◆ **What to work on**: Could you copy out all of the entries exactly?
══ Given records
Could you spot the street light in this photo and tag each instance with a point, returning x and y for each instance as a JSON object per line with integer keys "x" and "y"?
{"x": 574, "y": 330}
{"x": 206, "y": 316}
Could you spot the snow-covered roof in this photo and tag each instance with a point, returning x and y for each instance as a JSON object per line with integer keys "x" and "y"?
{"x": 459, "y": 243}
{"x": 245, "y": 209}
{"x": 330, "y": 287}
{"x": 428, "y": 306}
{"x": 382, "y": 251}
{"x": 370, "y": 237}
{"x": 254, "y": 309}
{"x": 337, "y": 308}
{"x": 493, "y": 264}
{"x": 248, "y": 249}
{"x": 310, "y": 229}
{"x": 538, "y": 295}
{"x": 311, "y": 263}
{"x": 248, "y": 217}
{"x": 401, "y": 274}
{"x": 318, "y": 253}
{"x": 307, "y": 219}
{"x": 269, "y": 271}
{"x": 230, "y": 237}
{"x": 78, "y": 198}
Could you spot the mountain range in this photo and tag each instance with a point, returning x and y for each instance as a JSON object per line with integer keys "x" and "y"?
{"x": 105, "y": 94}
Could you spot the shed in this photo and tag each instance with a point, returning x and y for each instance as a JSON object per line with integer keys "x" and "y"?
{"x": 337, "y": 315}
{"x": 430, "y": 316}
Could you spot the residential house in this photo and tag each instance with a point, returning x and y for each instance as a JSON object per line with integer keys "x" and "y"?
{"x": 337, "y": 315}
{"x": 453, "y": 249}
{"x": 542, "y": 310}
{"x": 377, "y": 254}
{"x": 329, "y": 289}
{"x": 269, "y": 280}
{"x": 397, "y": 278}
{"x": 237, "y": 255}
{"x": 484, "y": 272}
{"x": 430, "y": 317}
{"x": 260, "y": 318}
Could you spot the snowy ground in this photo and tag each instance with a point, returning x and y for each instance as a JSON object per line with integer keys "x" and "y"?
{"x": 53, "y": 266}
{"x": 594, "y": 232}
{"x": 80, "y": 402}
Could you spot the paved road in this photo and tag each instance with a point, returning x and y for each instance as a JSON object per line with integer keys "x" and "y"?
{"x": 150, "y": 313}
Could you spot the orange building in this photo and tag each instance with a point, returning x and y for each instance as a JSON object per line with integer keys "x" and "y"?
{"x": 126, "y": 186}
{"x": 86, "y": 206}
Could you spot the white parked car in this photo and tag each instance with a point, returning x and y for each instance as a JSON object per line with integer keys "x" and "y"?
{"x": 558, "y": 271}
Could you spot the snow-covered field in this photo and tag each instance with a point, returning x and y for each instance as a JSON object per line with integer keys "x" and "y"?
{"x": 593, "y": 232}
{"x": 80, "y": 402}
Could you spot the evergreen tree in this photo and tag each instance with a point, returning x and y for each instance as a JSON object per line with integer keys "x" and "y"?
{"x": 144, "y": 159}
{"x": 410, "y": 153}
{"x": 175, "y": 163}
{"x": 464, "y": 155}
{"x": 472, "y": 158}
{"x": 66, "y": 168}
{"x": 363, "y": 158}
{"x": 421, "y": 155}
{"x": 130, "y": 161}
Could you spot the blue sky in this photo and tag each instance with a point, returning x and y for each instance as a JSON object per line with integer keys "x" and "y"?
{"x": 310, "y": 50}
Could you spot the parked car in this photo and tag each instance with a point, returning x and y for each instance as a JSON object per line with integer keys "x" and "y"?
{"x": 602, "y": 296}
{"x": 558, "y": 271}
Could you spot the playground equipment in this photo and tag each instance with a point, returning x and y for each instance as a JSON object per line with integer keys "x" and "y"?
════
◆ **Reply to the exercise**:
Could you spot the street light in this photo and tag each instance with a point, returning x and y for each instance as a JSON object per line with integer keys "x" and "y"?
{"x": 574, "y": 330}
{"x": 206, "y": 316}
Could you spot the snow-covered roof in this photo and tag each instance with a point, returning x and y for each instance as a JSON object per line with integer keys "x" and "y"?
{"x": 459, "y": 243}
{"x": 245, "y": 209}
{"x": 330, "y": 287}
{"x": 428, "y": 306}
{"x": 382, "y": 251}
{"x": 370, "y": 237}
{"x": 254, "y": 309}
{"x": 337, "y": 308}
{"x": 493, "y": 264}
{"x": 248, "y": 249}
{"x": 310, "y": 229}
{"x": 538, "y": 295}
{"x": 311, "y": 263}
{"x": 248, "y": 217}
{"x": 401, "y": 274}
{"x": 318, "y": 253}
{"x": 307, "y": 219}
{"x": 269, "y": 271}
{"x": 230, "y": 237}
{"x": 78, "y": 198}
Could you spot the mountain range in this photo and tag each instance with a point, returning x and y for each instance as a JSON object per line with integer keys "x" and "y"?
{"x": 105, "y": 94}
Could you spot the shed in this photo and tag each instance with a point, returning x and y for each instance as a JSON object per line with integer keys "x" and "y"?
{"x": 337, "y": 315}
{"x": 430, "y": 316}
Could you spot the residential house in this photo and tag each instance with a point, returning x and y for each instance as a JSON object per line with integer keys "x" and "y"?
{"x": 337, "y": 315}
{"x": 453, "y": 249}
{"x": 542, "y": 310}
{"x": 377, "y": 254}
{"x": 329, "y": 289}
{"x": 269, "y": 280}
{"x": 397, "y": 278}
{"x": 237, "y": 255}
{"x": 484, "y": 272}
{"x": 430, "y": 317}
{"x": 260, "y": 318}
Could you spot the snowy ground in this photo and tag each instance with a point, returning x and y for each instance as a JSON object per line with integer keys "x" and "y"?
{"x": 53, "y": 266}
{"x": 594, "y": 232}
{"x": 80, "y": 402}
Could you spot the paved road in this photo and tag each instance with a point, returning x and y for each instance as a JSON object per line with integer keys "x" and "y"?
{"x": 150, "y": 313}
Could you spot the orange building in this photo and tag each instance with a point, returning x and y for each instance as a JSON object per line with integer keys "x" and "y"?
{"x": 126, "y": 186}
{"x": 86, "y": 206}
Could you spot the white parked car in this photo and tag each instance with a point, returning x and y for each instance as a JSON object per line with integer keys "x" and "y"?
{"x": 558, "y": 271}
Could you spot the snow-covered field in this photo and tag each instance with a point, returning x and y for each instance as a JSON object per line with integer keys "x" and "y"?
{"x": 593, "y": 232}
{"x": 80, "y": 402}
Could you spot the evergreen tree in this photo and tag each instance with a point, returning x and y for each instance as a JSON object per line with integer keys "x" and "y"?
{"x": 144, "y": 159}
{"x": 410, "y": 153}
{"x": 175, "y": 163}
{"x": 464, "y": 155}
{"x": 472, "y": 158}
{"x": 66, "y": 168}
{"x": 363, "y": 158}
{"x": 421, "y": 155}
{"x": 130, "y": 161}
Could you spot the blue sky in this photo and tag each instance with a point, returning x and y for each instance as a JSON object per line with integer keys "x" and "y"?
{"x": 310, "y": 50}
Could you spot the parked car in this photo and tag each instance with a point, returning x and y for each instance as a JSON object per line with integer keys "x" and "y"?
{"x": 602, "y": 296}
{"x": 558, "y": 271}
Could you spot the playground equipment in this photo and tag each instance with a point, returning x and y for each instance as a JSON object per line with integer keys "x" and "y"?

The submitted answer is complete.